Task list:
1. According to the personal reflection, how many months will the writer and the man she loves be separated?
2. Extend the personal reflection past its final sentence.

I realize the pain in my life but I also realize the joy. I know that knowledge and understanding do not strictly come from hard times and trials, but sometimes they do.
I love who I am, flawed as I am and wouldn't change myself for the world.
God has blessed me with an awesome family who love me unconditionally, a few close friends who are always there for me, and a guy who is (as cheezy as it is) my other half.
I'm in Love. It's not the fairytale that I dreamed of as a little girl, but it's just as good. There are times when I cry and times when I have no idea what he is thinking (much less what I am thinking). Those times fade away though because there are MORE times that I go to sleep with a smile on my face and times that I can't believe how blessed I am to have him. We are apart more than we are together because of his job (he's a Marine...ehem, MY Marine) and soon an ocean and a blasted desert will separate us. I haven't really determined HOW I'm going to survive those seven months, I just know that I will. I love him with all of my heart and I thank God for him every chance I get.
I love to write, I love to read, I love to act. I enjoy Art in general--fine and performing.
God has given me the challenge (and the gift) of a finely tuned mind and an iron will. I want to do something great, and I have a feeling those two things will help a little.

Picture annotation records:
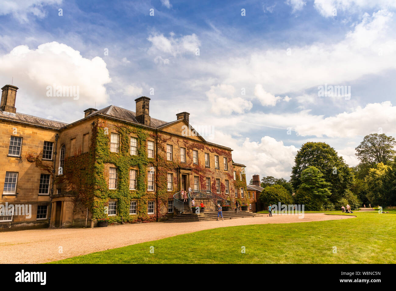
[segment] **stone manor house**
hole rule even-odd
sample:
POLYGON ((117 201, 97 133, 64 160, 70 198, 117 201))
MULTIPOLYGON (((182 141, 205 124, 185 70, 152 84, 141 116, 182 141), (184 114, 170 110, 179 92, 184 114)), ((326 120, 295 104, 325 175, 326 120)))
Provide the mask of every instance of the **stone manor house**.
POLYGON ((2 88, 0 230, 166 219, 189 186, 255 205, 244 165, 197 134, 187 112, 152 118, 142 96, 135 112, 89 108, 68 124, 16 112, 18 89, 2 88))

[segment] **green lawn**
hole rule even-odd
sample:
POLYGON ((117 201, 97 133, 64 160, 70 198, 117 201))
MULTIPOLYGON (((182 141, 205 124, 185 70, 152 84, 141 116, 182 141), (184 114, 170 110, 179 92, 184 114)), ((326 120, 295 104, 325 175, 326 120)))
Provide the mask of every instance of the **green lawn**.
POLYGON ((396 263, 395 214, 350 215, 357 217, 208 230, 51 263, 396 263))

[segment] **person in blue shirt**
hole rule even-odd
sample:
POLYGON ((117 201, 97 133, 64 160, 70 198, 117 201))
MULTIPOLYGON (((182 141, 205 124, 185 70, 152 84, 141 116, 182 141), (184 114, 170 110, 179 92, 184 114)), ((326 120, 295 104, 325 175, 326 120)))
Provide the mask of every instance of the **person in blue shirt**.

Results for the exercise:
1. Seven months.

2.
I love to give and to love on people, I hate it when people take advantage of me. Because of that, I don't take advantage of other people--it's just scummy. I have alot of pride in who I am and what I stand for. I will do what I think is right regardless of what comes from it. Sinking back into the crowd and pretending like everything is fine, when it's NOT, is something I can barely comprehend. Like many other things, this is good but it also could (does) get me into a lot of trouble sometimes. It also gets on people's nerves quite a bit.
A very common misconception about me (and I know it is so don't deny it): Just because I don't agree with/approve of somthing you choose to do, doesn't mean I hate you. It doesn't mean I think I'm better than you. I'm not. I have friends that do lots of crap that I can't stand, stuff that I think is ruining their life. But I love them. I love them for who they are, not what they do. I still think what they do is wrong, and don't support it in any way, but I love THEM. In the same way, people love me when they don't agree with me. Seee? I'm not the way you thought. You say "don't judge", swallow those words and put them to use.
I have trouble keeping my mouth shut. That includes talking too much. I know I do it, I've always known, I've tried a million time to cut it out but I can't. I've gotten better I think though, depending on the situation. I think I just have a lot to say.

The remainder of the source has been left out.